> **Work item**
Each of the following records is to be printed verbatim.

> **Source data**

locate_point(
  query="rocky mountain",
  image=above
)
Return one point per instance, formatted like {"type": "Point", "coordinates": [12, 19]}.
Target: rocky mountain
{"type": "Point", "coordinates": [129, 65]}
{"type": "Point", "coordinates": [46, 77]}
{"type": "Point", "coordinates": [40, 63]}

> **Answer to this problem**
locate_point(
  query="rocky mountain",
  image=above
)
Return one point per instance, formatted like {"type": "Point", "coordinates": [12, 19]}.
Target: rocky mountain
{"type": "Point", "coordinates": [129, 65]}
{"type": "Point", "coordinates": [46, 77]}
{"type": "Point", "coordinates": [40, 63]}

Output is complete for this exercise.